- _Text excerpt_
- - -

“If” is the single most important word in personal finance.

It’s the word that everything hinges on, and it’s also the reason that, in the end, your personal finance success rides on your shoulders, not anyone else’s.

That can be a difficult thing for many to hear, but it’s true. Every situation you’re in is a mix of factors that you control and factors outside of your control. If you take charge of a situation and make the most of the factors you can control, you maximize your chances of success. It’s never a guarantee, of course, but over time it makes all of the difference in the world.

Here are nine examples of “ifs” that show how your choices make the difference between success and failure. Of course, these aren’t the only “ifs” in each situation, but they’re among the biggest ones and they are ones that you control.

You can get a good-paying job if you have marketable skills that an employer wants to pay for. More than anything, employers need specific skills, and they’re willing to pay for those skills, especially if they’re uncommon. However, it’s up to you to build those skills.

You can start a successful side business if you have a good idea and the work ethic to make it happen. Many people have started successful side businesses in their spare time – I’m one of them. However, you can’t just show up and expect magic to happen. You have to have an idea that others are interested in and the willingness to actually work to build that idea into something.

- - -

- _Listing_
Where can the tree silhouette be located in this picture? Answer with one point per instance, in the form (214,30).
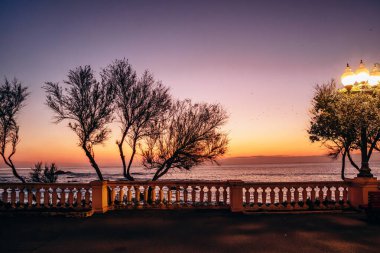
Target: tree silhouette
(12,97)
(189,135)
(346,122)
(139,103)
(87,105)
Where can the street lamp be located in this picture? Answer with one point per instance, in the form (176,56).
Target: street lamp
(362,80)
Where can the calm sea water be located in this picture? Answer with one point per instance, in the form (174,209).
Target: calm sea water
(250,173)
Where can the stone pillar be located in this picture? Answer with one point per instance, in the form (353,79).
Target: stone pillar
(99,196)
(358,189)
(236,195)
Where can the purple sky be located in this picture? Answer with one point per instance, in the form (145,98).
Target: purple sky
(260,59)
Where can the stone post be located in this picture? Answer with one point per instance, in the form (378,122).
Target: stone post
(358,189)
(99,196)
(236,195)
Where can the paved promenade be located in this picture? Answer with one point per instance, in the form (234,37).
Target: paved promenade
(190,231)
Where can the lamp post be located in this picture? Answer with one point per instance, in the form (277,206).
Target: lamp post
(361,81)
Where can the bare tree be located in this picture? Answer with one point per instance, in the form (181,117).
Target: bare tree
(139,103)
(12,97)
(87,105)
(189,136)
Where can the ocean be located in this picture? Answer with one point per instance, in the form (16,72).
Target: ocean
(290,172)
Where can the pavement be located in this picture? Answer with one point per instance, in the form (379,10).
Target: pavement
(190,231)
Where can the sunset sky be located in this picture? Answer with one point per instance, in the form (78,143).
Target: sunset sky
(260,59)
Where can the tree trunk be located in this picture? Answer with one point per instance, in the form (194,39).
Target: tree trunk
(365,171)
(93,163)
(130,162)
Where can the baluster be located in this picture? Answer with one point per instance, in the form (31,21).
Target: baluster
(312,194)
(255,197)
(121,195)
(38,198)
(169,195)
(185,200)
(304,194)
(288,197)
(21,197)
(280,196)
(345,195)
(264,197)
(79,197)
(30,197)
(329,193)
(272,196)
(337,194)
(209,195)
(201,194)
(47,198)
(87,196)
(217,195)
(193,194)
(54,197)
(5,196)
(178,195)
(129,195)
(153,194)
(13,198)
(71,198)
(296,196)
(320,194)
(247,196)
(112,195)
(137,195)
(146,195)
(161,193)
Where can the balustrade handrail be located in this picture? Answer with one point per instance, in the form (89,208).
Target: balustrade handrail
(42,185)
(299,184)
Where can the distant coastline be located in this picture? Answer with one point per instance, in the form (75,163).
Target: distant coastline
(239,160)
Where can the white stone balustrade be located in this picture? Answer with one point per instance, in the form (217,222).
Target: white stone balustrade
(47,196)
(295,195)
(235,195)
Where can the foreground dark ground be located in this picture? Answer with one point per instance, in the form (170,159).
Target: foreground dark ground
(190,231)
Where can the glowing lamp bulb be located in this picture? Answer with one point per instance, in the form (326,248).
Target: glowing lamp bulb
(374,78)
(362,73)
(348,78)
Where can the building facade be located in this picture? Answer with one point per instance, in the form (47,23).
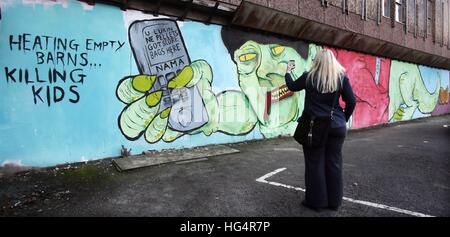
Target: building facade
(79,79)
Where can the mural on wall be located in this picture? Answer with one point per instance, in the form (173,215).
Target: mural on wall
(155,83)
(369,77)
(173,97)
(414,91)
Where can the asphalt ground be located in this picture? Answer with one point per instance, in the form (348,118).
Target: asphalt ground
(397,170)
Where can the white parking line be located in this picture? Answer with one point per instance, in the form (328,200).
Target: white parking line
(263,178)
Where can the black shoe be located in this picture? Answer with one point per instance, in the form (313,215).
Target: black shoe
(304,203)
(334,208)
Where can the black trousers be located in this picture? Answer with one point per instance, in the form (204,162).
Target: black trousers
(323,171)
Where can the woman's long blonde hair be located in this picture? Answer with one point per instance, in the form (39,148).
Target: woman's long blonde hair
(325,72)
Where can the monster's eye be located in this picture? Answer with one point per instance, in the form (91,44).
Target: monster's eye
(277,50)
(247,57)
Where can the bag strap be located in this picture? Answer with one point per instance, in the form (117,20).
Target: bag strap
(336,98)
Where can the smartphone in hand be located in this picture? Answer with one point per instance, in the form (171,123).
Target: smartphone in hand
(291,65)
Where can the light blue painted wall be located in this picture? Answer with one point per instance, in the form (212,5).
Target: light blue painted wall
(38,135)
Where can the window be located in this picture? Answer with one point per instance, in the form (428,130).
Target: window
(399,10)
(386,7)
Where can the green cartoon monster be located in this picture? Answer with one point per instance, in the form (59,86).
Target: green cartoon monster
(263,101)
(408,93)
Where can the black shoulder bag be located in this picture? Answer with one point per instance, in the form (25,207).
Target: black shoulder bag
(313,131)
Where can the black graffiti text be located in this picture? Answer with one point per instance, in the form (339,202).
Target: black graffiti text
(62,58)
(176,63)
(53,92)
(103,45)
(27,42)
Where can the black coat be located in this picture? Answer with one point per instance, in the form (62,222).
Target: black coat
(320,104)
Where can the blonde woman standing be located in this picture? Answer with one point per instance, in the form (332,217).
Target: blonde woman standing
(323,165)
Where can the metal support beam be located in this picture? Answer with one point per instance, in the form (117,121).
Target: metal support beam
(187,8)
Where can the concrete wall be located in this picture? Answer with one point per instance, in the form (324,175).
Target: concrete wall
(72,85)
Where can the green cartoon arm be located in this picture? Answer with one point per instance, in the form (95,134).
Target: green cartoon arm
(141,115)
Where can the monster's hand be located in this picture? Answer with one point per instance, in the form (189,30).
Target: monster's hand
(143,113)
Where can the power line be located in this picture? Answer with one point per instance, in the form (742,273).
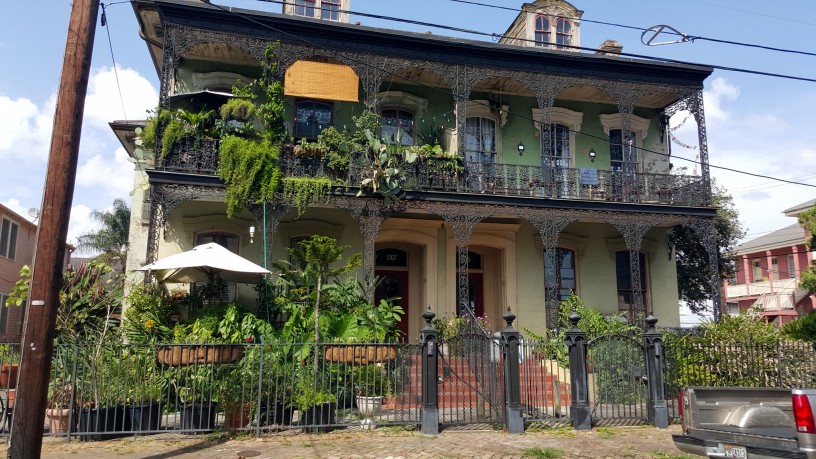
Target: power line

- - -

- _Instruction_
Quote every clause in the personal finance text that begins with the word "if." The listing is separate from the personal finance text and has nothing to do with it.

- _Task response_
- "If you take charge of a situation and make the most of the factors you can control"
- "if you have marketable skills that an employer wants to pay for"
- "if they're uncommon"
- "if you have a good idea and the work ethic to make it happen"